[TASK INSTRUCTIONS] Each record is to be printed exactly as given, down to the last mark.

[RAW DATA]
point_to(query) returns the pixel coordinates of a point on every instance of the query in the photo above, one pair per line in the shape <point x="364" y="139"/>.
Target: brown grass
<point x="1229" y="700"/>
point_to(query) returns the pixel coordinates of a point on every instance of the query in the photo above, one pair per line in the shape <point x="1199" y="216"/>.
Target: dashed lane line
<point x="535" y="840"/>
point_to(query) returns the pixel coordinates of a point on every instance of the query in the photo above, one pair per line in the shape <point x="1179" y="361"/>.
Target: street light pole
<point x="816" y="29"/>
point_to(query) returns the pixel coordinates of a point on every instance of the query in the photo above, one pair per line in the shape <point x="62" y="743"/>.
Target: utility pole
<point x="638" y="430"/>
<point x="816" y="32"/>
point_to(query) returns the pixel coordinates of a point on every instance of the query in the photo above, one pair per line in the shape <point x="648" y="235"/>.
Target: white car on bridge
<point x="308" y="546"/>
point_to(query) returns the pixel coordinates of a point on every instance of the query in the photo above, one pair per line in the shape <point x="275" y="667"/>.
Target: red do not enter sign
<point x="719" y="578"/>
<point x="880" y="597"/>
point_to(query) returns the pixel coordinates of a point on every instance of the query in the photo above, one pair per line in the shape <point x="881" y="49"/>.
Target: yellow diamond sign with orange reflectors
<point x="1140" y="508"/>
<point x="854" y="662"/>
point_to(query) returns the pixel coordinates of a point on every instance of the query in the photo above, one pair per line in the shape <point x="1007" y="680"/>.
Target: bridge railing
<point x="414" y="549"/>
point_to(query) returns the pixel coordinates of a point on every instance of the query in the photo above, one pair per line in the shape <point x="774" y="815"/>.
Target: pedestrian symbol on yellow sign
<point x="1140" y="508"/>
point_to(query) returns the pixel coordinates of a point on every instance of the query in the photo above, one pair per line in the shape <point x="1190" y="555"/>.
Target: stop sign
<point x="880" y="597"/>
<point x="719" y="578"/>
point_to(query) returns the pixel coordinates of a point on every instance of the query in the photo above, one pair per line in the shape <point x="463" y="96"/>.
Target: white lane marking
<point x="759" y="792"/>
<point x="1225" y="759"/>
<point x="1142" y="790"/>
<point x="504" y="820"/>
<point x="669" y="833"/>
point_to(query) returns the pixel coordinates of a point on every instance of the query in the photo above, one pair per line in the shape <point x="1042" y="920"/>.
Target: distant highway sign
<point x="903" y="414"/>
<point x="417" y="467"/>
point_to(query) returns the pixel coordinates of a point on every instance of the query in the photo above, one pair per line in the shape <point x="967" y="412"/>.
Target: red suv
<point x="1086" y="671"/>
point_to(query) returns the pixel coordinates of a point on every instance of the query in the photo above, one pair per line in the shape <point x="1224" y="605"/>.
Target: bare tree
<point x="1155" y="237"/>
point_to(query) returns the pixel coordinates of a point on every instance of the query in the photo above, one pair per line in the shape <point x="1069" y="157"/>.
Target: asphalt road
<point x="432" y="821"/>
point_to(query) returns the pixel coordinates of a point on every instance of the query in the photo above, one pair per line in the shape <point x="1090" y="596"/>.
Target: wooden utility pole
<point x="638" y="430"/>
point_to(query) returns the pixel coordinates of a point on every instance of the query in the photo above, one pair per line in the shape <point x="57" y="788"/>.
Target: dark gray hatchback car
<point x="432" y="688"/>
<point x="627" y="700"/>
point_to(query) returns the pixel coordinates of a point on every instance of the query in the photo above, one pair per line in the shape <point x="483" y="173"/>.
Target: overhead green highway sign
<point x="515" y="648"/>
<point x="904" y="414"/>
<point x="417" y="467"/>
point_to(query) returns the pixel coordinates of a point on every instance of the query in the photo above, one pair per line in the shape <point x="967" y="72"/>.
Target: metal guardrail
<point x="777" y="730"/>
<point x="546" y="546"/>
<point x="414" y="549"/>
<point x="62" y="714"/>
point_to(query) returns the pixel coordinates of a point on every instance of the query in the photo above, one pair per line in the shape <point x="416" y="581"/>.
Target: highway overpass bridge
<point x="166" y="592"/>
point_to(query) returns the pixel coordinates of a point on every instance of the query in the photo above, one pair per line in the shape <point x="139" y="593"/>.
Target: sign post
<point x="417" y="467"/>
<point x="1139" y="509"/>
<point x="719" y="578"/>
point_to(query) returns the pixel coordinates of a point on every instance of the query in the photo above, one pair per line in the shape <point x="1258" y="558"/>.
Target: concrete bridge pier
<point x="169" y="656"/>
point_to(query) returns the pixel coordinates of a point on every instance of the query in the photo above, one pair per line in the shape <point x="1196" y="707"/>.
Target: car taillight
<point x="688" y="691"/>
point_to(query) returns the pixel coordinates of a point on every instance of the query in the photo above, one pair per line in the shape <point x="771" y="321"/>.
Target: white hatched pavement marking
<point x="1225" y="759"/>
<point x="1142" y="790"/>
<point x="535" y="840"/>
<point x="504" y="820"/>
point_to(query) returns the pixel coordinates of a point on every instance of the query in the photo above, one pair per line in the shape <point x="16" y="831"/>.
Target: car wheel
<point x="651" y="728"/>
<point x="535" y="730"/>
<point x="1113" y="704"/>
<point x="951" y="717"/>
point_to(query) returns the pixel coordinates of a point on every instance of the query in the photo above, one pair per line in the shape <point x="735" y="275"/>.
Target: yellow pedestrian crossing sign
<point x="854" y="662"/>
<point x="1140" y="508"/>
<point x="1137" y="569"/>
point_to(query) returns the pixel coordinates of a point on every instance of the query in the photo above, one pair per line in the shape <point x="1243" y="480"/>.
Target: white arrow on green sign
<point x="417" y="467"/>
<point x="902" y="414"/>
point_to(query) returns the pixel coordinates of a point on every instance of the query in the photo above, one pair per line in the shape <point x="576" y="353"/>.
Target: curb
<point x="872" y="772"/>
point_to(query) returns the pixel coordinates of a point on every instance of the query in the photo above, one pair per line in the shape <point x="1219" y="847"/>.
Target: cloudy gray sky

[TASK SOLUTION]
point_to(query) returns the pixel coordinates of a point on every instance of the query in the photo above, one pair per line in the shape <point x="364" y="139"/>.
Target: brown grass
<point x="1229" y="700"/>
point_to(query) returns the pixel coordinates of a point on every instance of the query in the photo above, one pair per line in the shape <point x="1199" y="216"/>.
Target: dashed lane line
<point x="535" y="840"/>
point_to(query) returns the pixel coordinates of a point on every instance of the query in the photo above, one pair per line in the shape <point x="1179" y="361"/>.
Target: street light pole
<point x="816" y="29"/>
point_to(query) returns the pixel coordinates of a point on every instance of the query in the photo above, one pair per line in the shape <point x="62" y="743"/>.
Target: utility pole
<point x="638" y="430"/>
<point x="816" y="32"/>
point_to(query) returns the pixel coordinates of a point on every instance of the query in the photo above, one pair per line in the shape <point x="648" y="235"/>.
Target: white car on bridge
<point x="308" y="546"/>
point_to(query) returns the pixel coordinates of a point on every instance of the query in the photo above, one pair per line in the shape <point x="275" y="667"/>.
Target: red do not enter sign
<point x="719" y="578"/>
<point x="880" y="597"/>
point_to(query) returns the pixel coordinates of a point on every instance of the query in the photo above, one pair per line in the shape <point x="881" y="49"/>.
Target: yellow diamond sign with orange reflectors
<point x="1140" y="508"/>
<point x="854" y="662"/>
point_to(query) returns the pixel coordinates of a point on every instance of the query in the photo above, one pair per line in the shape <point x="1007" y="680"/>.
Target: bridge railing
<point x="414" y="549"/>
point_to(query) returns the pixel coordinates of a point on every instance of the query in the photo above, one pair per line in the shape <point x="774" y="815"/>.
Target: pedestrian symbol on yellow sign
<point x="1140" y="508"/>
point_to(query) returns the pixel coordinates of a point on every instance of the query in the photo above, one pair per line in the shape <point x="1190" y="555"/>.
Target: stop sign
<point x="880" y="597"/>
<point x="719" y="578"/>
point_to(query) returns the pixel coordinates of a point on every instance of the query in the photo above, one pair per line in the shape <point x="463" y="96"/>.
Target: white lane marking
<point x="759" y="792"/>
<point x="1225" y="759"/>
<point x="1142" y="790"/>
<point x="504" y="820"/>
<point x="669" y="833"/>
point_to(query) returns the pixel coordinates of a point on every instance of the query in the photo above, one pair per line in the shape <point x="1042" y="920"/>.
Target: distant highway sign
<point x="903" y="414"/>
<point x="417" y="467"/>
point_to(query) returns the pixel coordinates of a point on every instance of the query in the photo above, one pair per line in the shape <point x="967" y="412"/>.
Target: red suv
<point x="1086" y="671"/>
point_to(query) returns the pixel coordinates of a point on every instance of the query in the photo above, one pair per line in the shape <point x="1224" y="605"/>.
Target: bare tree
<point x="1155" y="237"/>
point_to(query) returns the pixel coordinates of a point on every instance of the query in the photo above, one pair per line in the shape <point x="1069" y="157"/>.
Target: asphalt road
<point x="432" y="821"/>
point_to(query) returns the pixel coordinates of a point on every instance of the query in the photo above, one pair per line in the shape <point x="1090" y="596"/>.
Target: wooden utility pole
<point x="638" y="430"/>
point_to(query) returns the pixel coordinates of a point on every instance of the query in the photo above, one pair per line in the shape <point x="57" y="788"/>.
Target: dark gray hatchback car
<point x="432" y="688"/>
<point x="627" y="700"/>
point_to(query) returns the pixel coordinates of a point on every instance of the query in the photo above, one pair per line in the shape <point x="483" y="173"/>.
Target: overhead green highway sign
<point x="515" y="648"/>
<point x="904" y="414"/>
<point x="417" y="467"/>
point_to(query) returns the pixel coordinates of a point on every instance of the query in the photo above, one pair per line in the shape <point x="967" y="72"/>.
Target: metal guardrail
<point x="777" y="730"/>
<point x="546" y="546"/>
<point x="414" y="549"/>
<point x="62" y="714"/>
point_to(query) returns the pixel coordinates of a point on every instance of the query in the photo above, one pair per line in the shape <point x="416" y="581"/>.
Target: highway overpass bridge
<point x="166" y="592"/>
point_to(query) returns the pixel coordinates of a point on every instance of the query in the photo above, one pair per line in the shape <point x="139" y="593"/>.
Target: sign post
<point x="417" y="467"/>
<point x="1139" y="509"/>
<point x="719" y="578"/>
point_to(query) returns the pixel coordinates of a point on every instance of the query in the photo above, one pair per line in the shape <point x="1258" y="558"/>.
Target: concrete bridge pier
<point x="169" y="656"/>
point_to(query) returns the pixel coordinates of a point on every instance of the query in the photo above, one pair per line in the shape <point x="1196" y="707"/>.
Target: car taillight
<point x="688" y="691"/>
point_to(query) returns the pixel coordinates of a point on every instance of the query in the photo above, one pair per line in the shape <point x="771" y="321"/>.
Target: white hatched pavement marking
<point x="1225" y="759"/>
<point x="1142" y="790"/>
<point x="535" y="840"/>
<point x="504" y="820"/>
point_to(query) returns the pixel coordinates of a point on every instance of the query in the photo above, one pair per line in the shape <point x="16" y="831"/>.
Target: car wheel
<point x="651" y="728"/>
<point x="535" y="730"/>
<point x="1113" y="704"/>
<point x="951" y="717"/>
point_to(query) returns the pixel coordinates of a point on every instance of the query in the photo above, one pair per line in the shape <point x="735" y="275"/>.
Target: yellow pedestrian crossing sign
<point x="854" y="662"/>
<point x="1140" y="508"/>
<point x="1137" y="569"/>
point_to(query) returns the pixel coordinates of a point on every instance of the query in the photo above, one pair per line in the shape <point x="1243" y="480"/>.
Target: white arrow on green sign
<point x="417" y="467"/>
<point x="902" y="414"/>
point_to(query) returns the pixel coordinates of a point on every instance of the query in the photo above, one pair per line in the shape <point x="576" y="353"/>.
Target: curb
<point x="872" y="772"/>
point_to(query) returns the pixel coordinates of a point on every instance of the query in the photo above, one pair per line in the shape <point x="1219" y="847"/>.
Target: cloudy gray sky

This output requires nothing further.